EXERCISE BRIEF:
Return each entry exactly, so that nothing in the data differs from the original.

+ + + +

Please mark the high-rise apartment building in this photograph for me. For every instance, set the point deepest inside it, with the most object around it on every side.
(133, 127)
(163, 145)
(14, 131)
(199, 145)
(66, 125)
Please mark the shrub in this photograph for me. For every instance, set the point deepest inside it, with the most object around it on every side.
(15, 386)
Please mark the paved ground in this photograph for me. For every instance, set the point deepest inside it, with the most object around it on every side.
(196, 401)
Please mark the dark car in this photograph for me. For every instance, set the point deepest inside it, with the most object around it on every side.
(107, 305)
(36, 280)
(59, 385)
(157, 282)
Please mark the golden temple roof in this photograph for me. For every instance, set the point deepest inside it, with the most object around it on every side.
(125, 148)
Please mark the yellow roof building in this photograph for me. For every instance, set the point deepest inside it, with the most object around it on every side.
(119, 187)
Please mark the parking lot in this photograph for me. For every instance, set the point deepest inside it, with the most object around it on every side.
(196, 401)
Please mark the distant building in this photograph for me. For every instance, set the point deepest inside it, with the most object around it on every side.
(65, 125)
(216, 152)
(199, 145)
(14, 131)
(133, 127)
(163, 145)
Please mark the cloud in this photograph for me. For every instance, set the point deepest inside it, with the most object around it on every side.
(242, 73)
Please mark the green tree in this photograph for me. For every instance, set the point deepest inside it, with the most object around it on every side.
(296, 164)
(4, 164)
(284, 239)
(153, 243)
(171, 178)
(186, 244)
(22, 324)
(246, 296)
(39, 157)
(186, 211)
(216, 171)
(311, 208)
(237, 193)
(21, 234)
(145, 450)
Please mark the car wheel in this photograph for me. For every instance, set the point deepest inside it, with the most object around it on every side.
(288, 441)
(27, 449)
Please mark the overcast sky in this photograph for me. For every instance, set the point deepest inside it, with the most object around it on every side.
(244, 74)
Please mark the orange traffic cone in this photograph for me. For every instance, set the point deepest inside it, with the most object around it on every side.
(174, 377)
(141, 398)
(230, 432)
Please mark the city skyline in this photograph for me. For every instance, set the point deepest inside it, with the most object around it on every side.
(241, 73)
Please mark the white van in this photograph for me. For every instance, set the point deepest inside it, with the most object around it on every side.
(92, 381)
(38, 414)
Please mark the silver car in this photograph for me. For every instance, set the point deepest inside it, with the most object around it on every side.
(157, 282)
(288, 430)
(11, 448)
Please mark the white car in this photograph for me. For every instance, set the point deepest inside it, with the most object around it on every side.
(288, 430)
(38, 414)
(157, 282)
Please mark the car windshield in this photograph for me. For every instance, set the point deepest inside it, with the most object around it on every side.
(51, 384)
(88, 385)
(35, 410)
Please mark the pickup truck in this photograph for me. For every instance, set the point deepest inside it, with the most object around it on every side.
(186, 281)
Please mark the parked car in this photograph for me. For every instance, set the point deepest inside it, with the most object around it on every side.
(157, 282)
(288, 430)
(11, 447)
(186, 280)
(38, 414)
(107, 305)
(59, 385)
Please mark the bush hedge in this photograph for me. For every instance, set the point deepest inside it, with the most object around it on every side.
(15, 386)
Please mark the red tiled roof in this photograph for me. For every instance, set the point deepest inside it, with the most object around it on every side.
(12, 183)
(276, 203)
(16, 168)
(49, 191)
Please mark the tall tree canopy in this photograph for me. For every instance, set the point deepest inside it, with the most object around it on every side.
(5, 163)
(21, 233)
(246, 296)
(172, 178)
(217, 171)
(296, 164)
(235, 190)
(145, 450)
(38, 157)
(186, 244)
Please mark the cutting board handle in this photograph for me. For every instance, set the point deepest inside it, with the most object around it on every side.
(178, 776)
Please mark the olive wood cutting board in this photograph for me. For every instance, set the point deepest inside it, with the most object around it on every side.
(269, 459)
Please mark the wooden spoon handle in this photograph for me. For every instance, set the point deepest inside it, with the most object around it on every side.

+ + + +

OUTPUT BELOW:
Please mark the high-rise apartment building in this photograph for me. For every instance, set the point deepest inside it, with the most object around it on every side.
(133, 127)
(163, 145)
(14, 131)
(199, 145)
(66, 125)
Please mark the shrub in this photograph for me. For every instance, set the point deepest inside it, with the most object around it on every side.
(15, 386)
Please mark the paved ground in this photograph for me. For every instance, set the point deepest inside it, with the most object around it on every side.
(196, 401)
Please mark the dark car in this photograph for me. For every instance, set the point deepest inside it, with the most object around it on every side.
(107, 305)
(36, 280)
(59, 385)
(157, 282)
Please mark the golden temple roof in this photograph for me. For every instance, set the point deepest inside it, with the most object around it on every side.
(125, 148)
Please mark the yellow roof building in this photograph for me. For every instance, set the point deepest inside it, with the most object around it on every side.
(119, 187)
Please mark the parking lot in this photograph for me. For every instance, set the point deepest inside it, with the most object around it on every side.
(196, 401)
Please mark the distant building in this photograph for me. For every instance, set the point deepest inside it, with the most object around it on every side.
(65, 125)
(216, 152)
(199, 145)
(14, 131)
(133, 127)
(163, 145)
Please mark the cloud in this photograph for me. For every instance, set the point deepest inside it, with the most object around it on every side.
(242, 73)
Please mark the green tree in this photograph for me. For every instance, set the point deepest inside it, with the most object around it on every side.
(296, 164)
(4, 164)
(284, 239)
(153, 243)
(171, 178)
(186, 244)
(22, 324)
(246, 296)
(39, 157)
(186, 211)
(216, 171)
(311, 208)
(237, 193)
(21, 234)
(145, 450)
Please mark the car wheel in this photograph for me. For every instance, set the point deepest inside it, with the most object around it on every side.
(288, 441)
(27, 449)
Please mark the overcast sky in this photograph for me. For every instance, set the point deepest inside it, with the most object around it on every side.
(244, 74)
Please mark the orange traffic cone in this photograph for me. For every instance, set the point deepest inside it, with the most object around it on every side.
(174, 377)
(141, 398)
(230, 432)
Please mark the city skyline in this photograph for me. For every instance, set the point deepest inside it, with the most object around it on every side.
(241, 73)
Please mark the white van in this photograph for me. For every instance, set the point deepest inside it, with the most object around it on every side.
(92, 381)
(38, 414)
Please mark the silver car in this photograph for me. For every instance, set the point deepest inside it, with the most object around it on every side.
(157, 282)
(288, 430)
(11, 448)
Please mark the white car in this photograph for me. For every instance, set the point deepest inside it, with the most object around it on every side.
(288, 430)
(38, 414)
(157, 282)
Please mark the car windshield in this photograph for me. For every instance, set the point deepest inside it, with the most object around it on every side.
(51, 384)
(88, 385)
(35, 410)
Please mark the pickup truck in this photograph for me. For every instance, set the point deepest inside it, with the most object around it on every side.
(186, 281)
Please mark the parked car in this photograph for me. For every instance, set the point deepest inside it, with the most object around it on every side.
(157, 282)
(288, 430)
(11, 447)
(186, 280)
(38, 414)
(107, 305)
(59, 385)
Please mark the bush hedge in this photograph for me. For every instance, set the point deepest inside it, with the most object around it on every side.
(15, 386)
Please mark the red tiled roof in this photograph for me. For every instance, set the point deepest inside it, with the most object around it on every side.
(12, 183)
(276, 203)
(16, 168)
(49, 191)
Please mark the tall tree canopy in this photograph for me. For every instance, set the point deepest inside it, with the most object around it on every side.
(5, 163)
(21, 233)
(246, 296)
(172, 178)
(217, 171)
(296, 164)
(235, 190)
(145, 450)
(38, 157)
(186, 244)
Please mark the cutting board handle in this photograph for me. For every instance, set the point deepest inside it, with the most object around it on every side.
(178, 776)
Please mark the olive wood cutting board in this photograph for me. For every instance, set the point deepest inside it, with the most object around it on every side.
(269, 459)
Please mark the wooden spoon handle in this photograph for me. For every instance, set the point deepest inside it, with the most object around it on every side.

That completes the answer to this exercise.